**Task to complete**
The entries below contain a line with "One marker per instance, written like [(151, 440)]." and a line with "One marker per instance, written like [(513, 60)].". Quote exactly those two lines and all lines between them.

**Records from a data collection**
§ §
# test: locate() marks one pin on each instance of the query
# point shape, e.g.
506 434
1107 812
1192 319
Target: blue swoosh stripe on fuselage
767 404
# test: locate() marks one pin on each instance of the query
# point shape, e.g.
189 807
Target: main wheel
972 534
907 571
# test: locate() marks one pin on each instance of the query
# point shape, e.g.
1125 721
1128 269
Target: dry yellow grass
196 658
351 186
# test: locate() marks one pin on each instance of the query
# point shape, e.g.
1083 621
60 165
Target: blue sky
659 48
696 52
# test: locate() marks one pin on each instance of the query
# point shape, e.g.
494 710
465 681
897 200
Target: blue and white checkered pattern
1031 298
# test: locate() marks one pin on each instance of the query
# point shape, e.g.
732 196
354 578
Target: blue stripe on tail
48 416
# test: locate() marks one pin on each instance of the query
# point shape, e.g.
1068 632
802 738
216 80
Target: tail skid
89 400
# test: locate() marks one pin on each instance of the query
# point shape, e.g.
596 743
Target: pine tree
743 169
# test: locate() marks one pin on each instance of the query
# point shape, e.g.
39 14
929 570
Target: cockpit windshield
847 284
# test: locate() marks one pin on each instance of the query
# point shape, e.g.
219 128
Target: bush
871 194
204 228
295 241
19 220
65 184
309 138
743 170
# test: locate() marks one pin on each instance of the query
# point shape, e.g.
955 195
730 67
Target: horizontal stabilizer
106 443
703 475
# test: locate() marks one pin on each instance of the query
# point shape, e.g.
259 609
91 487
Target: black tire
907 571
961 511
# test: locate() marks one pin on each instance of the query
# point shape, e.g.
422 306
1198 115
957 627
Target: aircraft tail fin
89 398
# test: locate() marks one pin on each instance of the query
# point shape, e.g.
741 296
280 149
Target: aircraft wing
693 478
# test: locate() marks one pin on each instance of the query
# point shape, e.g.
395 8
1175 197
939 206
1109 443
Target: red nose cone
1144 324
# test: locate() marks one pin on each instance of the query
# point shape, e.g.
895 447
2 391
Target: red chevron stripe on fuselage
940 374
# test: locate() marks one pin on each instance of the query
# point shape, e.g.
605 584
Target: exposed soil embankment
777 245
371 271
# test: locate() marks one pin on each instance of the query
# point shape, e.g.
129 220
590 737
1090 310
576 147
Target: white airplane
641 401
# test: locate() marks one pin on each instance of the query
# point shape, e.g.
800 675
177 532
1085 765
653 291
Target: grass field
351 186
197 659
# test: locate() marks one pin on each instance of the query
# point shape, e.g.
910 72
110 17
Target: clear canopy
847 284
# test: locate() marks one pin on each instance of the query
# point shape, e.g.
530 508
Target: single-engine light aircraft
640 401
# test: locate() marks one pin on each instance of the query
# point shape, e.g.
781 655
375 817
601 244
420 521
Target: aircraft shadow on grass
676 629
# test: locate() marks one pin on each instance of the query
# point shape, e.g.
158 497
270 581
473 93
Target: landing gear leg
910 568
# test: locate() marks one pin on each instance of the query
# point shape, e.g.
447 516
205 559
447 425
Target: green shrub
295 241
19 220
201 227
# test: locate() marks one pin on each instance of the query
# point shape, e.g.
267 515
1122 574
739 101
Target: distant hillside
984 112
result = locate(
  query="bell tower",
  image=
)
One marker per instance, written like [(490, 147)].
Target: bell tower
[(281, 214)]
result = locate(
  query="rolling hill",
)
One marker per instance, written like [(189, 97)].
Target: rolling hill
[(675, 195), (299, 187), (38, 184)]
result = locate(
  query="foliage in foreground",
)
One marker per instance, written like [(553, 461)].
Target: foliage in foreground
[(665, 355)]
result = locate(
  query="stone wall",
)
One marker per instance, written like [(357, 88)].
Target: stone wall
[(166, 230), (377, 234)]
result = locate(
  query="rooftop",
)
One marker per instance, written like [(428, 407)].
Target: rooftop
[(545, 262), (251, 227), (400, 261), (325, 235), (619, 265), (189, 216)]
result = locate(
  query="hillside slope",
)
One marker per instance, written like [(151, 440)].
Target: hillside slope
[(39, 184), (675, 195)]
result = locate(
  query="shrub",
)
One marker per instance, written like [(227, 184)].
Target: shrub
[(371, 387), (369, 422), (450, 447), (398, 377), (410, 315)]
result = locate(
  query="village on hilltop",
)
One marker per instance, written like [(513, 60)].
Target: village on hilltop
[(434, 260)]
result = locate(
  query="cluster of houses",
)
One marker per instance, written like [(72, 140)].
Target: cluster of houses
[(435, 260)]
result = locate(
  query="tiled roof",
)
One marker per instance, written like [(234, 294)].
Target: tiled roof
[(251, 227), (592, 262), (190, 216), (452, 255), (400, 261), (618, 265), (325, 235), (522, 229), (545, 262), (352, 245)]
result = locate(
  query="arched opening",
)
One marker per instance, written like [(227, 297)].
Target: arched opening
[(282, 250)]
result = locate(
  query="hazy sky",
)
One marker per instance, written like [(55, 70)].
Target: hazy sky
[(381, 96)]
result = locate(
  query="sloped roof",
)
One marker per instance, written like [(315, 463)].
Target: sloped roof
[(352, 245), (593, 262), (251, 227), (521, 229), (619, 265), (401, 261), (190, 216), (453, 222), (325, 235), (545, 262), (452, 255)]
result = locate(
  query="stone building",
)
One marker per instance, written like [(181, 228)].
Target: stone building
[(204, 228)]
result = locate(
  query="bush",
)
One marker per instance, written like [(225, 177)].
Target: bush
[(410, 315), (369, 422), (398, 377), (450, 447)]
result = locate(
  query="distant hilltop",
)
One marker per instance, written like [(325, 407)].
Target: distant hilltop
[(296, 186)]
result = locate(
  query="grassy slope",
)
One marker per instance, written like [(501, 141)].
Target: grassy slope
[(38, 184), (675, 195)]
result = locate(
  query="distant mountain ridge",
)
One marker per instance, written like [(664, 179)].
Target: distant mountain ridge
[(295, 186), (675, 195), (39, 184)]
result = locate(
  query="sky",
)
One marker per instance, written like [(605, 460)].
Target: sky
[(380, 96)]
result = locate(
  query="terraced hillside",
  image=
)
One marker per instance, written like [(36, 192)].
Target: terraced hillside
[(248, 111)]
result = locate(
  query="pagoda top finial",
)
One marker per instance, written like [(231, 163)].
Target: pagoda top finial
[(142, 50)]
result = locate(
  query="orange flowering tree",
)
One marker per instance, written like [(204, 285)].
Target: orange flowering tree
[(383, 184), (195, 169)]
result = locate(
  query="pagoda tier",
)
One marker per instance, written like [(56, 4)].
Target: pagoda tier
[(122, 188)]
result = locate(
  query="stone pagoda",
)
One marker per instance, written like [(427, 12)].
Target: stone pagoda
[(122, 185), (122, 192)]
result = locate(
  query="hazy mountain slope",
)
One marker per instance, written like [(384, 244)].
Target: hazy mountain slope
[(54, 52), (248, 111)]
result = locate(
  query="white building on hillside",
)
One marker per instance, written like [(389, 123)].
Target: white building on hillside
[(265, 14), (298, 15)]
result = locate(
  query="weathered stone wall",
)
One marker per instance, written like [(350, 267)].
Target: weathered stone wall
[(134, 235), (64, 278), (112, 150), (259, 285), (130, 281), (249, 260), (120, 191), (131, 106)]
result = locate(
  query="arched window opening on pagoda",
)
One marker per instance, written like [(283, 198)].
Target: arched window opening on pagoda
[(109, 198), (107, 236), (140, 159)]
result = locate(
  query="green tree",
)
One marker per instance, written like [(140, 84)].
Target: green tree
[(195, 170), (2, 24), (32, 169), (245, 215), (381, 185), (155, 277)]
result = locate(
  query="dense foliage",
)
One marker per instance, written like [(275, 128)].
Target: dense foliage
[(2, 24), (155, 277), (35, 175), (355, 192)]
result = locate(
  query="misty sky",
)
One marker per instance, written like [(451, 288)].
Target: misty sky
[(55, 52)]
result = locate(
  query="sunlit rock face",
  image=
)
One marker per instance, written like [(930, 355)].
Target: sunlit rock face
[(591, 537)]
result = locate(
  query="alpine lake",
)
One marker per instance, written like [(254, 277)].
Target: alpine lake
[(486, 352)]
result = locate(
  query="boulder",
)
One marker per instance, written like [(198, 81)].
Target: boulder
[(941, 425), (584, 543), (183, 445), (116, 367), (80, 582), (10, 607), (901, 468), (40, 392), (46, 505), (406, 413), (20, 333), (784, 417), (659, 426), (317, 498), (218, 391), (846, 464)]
§ §
**Task answer**
One marker per instance, written like [(151, 440)].
Target: hillside slope
[(39, 184), (675, 195)]
result = locate(
  query="shrub",
)
One marker per instance, written like [(227, 184)].
Target: shrub
[(371, 387), (369, 422), (450, 447), (398, 377), (410, 315)]
result = locate(
  query="village on hilltop",
)
One marker per instance, written like [(513, 60)].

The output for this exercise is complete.